## WORK ORDER:
Reproduce every record exactly as it appears, but not the pictures.

═══ PROVIDED RECORDS

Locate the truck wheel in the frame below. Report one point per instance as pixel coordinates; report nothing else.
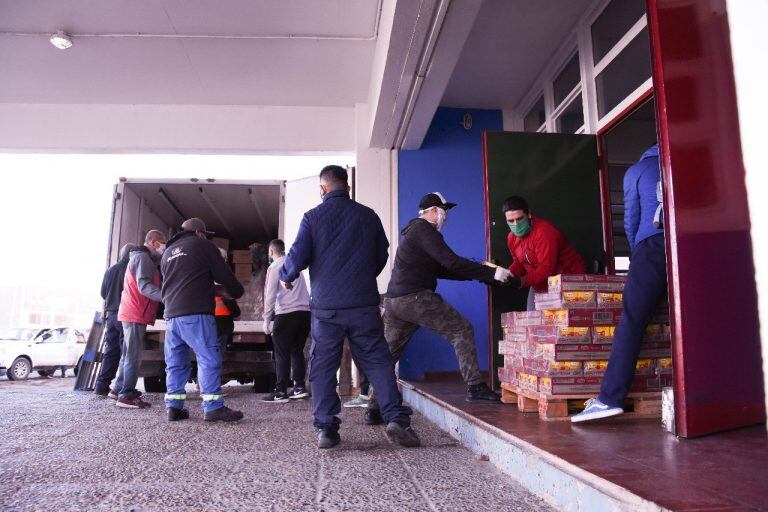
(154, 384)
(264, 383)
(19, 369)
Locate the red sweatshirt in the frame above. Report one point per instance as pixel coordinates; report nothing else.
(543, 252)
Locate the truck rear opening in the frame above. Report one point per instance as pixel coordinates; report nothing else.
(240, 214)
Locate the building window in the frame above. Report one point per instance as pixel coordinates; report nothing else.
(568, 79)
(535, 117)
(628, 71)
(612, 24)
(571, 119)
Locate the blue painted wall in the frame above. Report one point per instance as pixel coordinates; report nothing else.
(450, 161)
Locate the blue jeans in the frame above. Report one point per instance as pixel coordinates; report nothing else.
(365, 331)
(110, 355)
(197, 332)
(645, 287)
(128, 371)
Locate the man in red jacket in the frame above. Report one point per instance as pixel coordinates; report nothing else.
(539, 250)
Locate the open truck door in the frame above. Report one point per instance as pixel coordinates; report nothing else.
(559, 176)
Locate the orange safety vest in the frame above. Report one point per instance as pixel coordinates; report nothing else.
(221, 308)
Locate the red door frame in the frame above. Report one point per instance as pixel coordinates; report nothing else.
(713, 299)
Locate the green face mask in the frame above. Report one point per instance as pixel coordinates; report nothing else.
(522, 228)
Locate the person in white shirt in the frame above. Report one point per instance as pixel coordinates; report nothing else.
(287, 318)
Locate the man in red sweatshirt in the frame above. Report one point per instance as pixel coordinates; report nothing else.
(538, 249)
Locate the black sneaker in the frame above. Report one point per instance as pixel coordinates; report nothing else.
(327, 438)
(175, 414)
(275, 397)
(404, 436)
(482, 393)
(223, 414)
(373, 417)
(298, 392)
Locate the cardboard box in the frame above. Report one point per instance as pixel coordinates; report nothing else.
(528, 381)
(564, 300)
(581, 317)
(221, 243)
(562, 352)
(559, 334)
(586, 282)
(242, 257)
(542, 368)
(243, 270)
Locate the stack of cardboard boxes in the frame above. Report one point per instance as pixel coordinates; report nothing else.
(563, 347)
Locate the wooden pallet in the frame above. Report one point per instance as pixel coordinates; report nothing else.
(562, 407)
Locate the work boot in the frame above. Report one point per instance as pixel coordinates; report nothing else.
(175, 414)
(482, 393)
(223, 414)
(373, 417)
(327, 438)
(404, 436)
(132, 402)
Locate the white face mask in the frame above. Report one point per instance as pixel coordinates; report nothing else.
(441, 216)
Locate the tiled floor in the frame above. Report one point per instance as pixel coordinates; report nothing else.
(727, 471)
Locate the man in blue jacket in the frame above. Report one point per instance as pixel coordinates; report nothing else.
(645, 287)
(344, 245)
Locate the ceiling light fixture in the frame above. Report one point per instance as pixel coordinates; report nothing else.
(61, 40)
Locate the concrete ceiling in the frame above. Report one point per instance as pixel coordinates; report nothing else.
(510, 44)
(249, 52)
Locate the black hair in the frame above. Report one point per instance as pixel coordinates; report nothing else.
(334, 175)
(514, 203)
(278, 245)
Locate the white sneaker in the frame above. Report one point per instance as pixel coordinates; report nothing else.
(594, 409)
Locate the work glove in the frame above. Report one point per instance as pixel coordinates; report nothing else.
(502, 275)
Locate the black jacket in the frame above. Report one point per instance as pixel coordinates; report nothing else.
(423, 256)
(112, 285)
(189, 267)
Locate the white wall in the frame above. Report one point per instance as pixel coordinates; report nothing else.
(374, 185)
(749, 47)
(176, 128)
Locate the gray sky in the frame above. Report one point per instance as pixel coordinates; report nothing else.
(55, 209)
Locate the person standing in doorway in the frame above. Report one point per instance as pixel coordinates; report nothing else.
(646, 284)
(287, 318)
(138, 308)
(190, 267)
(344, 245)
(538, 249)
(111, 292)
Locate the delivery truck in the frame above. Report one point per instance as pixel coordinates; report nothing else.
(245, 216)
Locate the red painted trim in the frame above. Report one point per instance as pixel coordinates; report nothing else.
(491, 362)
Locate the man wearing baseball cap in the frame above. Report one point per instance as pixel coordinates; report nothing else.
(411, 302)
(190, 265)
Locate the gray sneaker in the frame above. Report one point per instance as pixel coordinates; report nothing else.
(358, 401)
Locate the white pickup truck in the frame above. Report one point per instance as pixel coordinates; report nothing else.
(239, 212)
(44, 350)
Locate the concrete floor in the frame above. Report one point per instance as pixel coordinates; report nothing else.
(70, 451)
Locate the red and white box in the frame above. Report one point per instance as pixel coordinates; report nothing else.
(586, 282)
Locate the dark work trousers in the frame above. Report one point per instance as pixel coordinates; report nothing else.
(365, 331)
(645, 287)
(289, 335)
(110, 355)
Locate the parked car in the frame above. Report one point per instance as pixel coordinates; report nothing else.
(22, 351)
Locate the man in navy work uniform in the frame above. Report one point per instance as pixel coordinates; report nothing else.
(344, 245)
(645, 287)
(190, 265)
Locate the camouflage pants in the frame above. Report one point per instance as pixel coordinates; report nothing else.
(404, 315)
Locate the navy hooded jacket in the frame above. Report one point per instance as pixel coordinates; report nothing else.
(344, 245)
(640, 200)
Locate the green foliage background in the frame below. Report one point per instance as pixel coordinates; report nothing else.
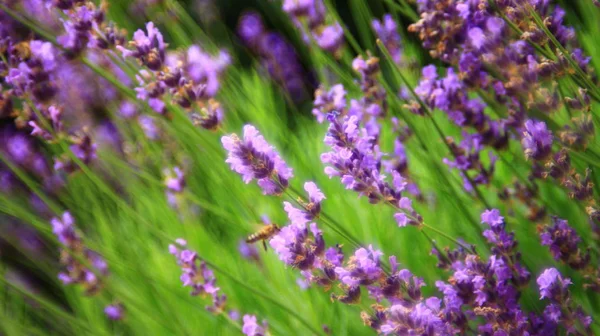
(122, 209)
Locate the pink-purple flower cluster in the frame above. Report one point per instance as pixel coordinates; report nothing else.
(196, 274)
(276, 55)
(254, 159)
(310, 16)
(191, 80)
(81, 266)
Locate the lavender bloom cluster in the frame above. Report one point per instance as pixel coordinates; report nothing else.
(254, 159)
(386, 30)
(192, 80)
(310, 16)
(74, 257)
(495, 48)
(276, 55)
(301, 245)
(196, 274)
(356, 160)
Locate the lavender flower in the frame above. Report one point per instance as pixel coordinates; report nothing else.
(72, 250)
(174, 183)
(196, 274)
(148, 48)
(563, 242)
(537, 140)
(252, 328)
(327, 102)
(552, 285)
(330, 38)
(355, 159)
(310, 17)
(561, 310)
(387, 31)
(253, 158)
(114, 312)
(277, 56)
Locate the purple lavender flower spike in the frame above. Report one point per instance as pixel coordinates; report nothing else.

══════

## SOLUTION:
Locate the truck wheel in the frame below. Report one point per instance as pixel coordinates; report nothing else.
(154, 384)
(264, 383)
(19, 369)
Locate the red sweatshirt in the frame above. Report one point per instance as pixel coordinates; report nothing else.
(543, 252)
Locate the truck rear opening in the frame above. Report one point per instance as pixel coordinates; report nothing else.
(240, 214)
Locate the building window in the frame above. Report one point per instance as pixel coordinates; report nothing else.
(568, 79)
(535, 117)
(628, 71)
(612, 24)
(571, 119)
Locate the blue painted wall in the frame above. Report one point per instance as pixel coordinates; report nothing else.
(450, 161)
Locate the blue jeans in the frame above. Report one point per instance as pixel coordinates; report nothing else.
(365, 331)
(110, 355)
(197, 332)
(645, 287)
(128, 371)
Locate the man in red jacket in the frame above. Report one point per instance as pixel coordinates; report nothing else.
(539, 250)
Locate the open truck door in the frame above. Report one point per instance as pixel coordinates; report nothing else.
(559, 176)
Locate the orange safety vest in the frame above. Report one point per instance as pixel coordinates; report nothing else.
(221, 308)
Locate the red door frame in the frame above. Report one point per instance as pixel coordinates; report nothing else.
(713, 299)
Locate the green face mask in the frame above. Report one point per instance as pixel coordinates; report nothing else.
(522, 228)
Locate the person in white shirt in the frame above. Report one point per instance as pixel coordinates; report nothing else.
(287, 318)
Locate the man in red sweatshirt in the frame above. Report one point per instance as pixel coordinates; report nothing else.
(538, 249)
Locate the black sneaker in the frame above. Report one point per instance as pixel coordinates; report nothing else.
(327, 438)
(175, 414)
(275, 397)
(404, 436)
(482, 393)
(223, 414)
(373, 417)
(298, 392)
Locate the cardboard box in the frame above. Report one point per instance as pixel coordinates; report nothing else.
(528, 381)
(564, 300)
(581, 317)
(221, 243)
(562, 352)
(559, 334)
(586, 282)
(242, 257)
(542, 368)
(243, 270)
Locate the stack of cardboard boxes in the frame above. Report one point per instance as pixel coordinates; report nothing else.
(563, 347)
Locate the wooden pallet in the frame above. Report one point per instance as pixel coordinates; report nothing else.
(562, 407)
Locate the work boot in the frame above. Report one point per instance as pixel coordinates; report nothing else.
(175, 414)
(482, 393)
(223, 414)
(373, 417)
(327, 438)
(404, 436)
(132, 402)
Locate the white face mask in the frame above. Report one point per instance as pixel coordinates; report nothing else.
(441, 216)
Locate the tiled floor in the frame above. Report one point per instance as pixel coordinates; report nothing else.
(727, 471)
Locate the man in blue jacket in the frame above. Report one point per instance as pixel coordinates; report nothing else.
(645, 287)
(344, 245)
Locate the ceiling light fixture in the frame above. Report one point per instance as pixel coordinates; report nothing else.
(61, 40)
Locate the concrete ceiling in the frame above. Report one point per instance as pixel coordinates; report nothing else.
(510, 44)
(249, 52)
Locate the black hair in the frame above. Report one point per instance as pixel coordinates; report nothing else.
(334, 175)
(514, 203)
(278, 245)
Locate the white sneaker in the frame above. Report one point per instance as pixel coordinates; report nothing else.
(594, 409)
Locate the work glove in the frame above. Report one point per instance as pixel coordinates; report nothing else.
(502, 275)
Locate the black jacket in the frame above. Report one point per instance as pixel coordinates; report nothing else.
(423, 256)
(112, 285)
(189, 267)
Locate the white wall in the frame above. Report one point per instance as pixel coordinates; report nothing else.
(374, 185)
(749, 47)
(176, 128)
Locate the gray sky in the frame above. Report one point per instance as pixel coordinates; report nothing else.
(55, 209)
Locate the person standing in doorway in the frame above. Report one point per instance as pixel coordinates; report nothing else.
(646, 284)
(287, 318)
(138, 308)
(190, 267)
(344, 245)
(538, 249)
(111, 292)
Locate the delivery truck in the frame above. Report one point per instance as pixel coordinates; report nothing else.
(245, 216)
Locate the red painted trim in the frame above. Report one point per instance as pixel coordinates; report nothing else.
(491, 362)
Locate the man wearing baseball cap in the frame above. Report one point per instance as pixel coordinates; report nothing else.
(411, 302)
(190, 265)
Locate the gray sneaker in the frame above. Report one point per instance as pixel coordinates; report nothing else.
(358, 401)
Locate the white pickup truck in the frame above. Report one point per instance as pixel coordinates; report nothing else.
(239, 212)
(44, 350)
Locate the concrete floor in the frame above. Report one point per instance as pixel coordinates; report nothing else.
(70, 451)
Locate the red and white box in the frame above. Report one point per instance as pixel coordinates; report nothing else.
(586, 282)
Locate the dark work trousers in the frame above. Report one point per instance as pixel coordinates; report nothing else.
(365, 331)
(645, 287)
(289, 335)
(110, 355)
Locate the parked car in the frame above. Report one point per instance as pixel coordinates; report nothing else.
(22, 351)
Locate the man in navy work uniform in the frame above. Report one point per instance as pixel coordinates; report nothing else.
(344, 245)
(645, 287)
(190, 265)
Locate the camouflage pants in the frame above. Report one point per instance as pixel coordinates; report nothing else.
(404, 315)
Locate the navy hooded jacket in the frame above. Report one point per instance as pixel coordinates; report nothing else.
(344, 245)
(640, 200)
Locate the green foliage background in the frame below. Report one point per instance as pixel coordinates; report nothing else.
(122, 209)
Locate the pink-purple flower cluster in the frame above. Report one point per instance as pixel coordinates; report nothing else.
(196, 274)
(276, 55)
(254, 159)
(310, 16)
(191, 80)
(81, 266)
Locate the lavender bloom cluster in the frame above. Report one point per instance as pixel coordinates; report nothing else.
(254, 159)
(386, 30)
(192, 80)
(310, 16)
(74, 257)
(495, 48)
(276, 55)
(301, 245)
(196, 274)
(356, 160)
Locate the lavender flower in the frame above. Report one point per instance as pixel coordinates; report nothing else.
(72, 250)
(174, 183)
(196, 274)
(148, 48)
(563, 242)
(537, 140)
(252, 328)
(327, 102)
(552, 285)
(330, 38)
(355, 159)
(310, 17)
(561, 310)
(387, 31)
(253, 158)
(114, 312)
(277, 56)
Locate the purple lavender flower spike in the frame above. Report one point per instance as pixel coordinates; report nothing else.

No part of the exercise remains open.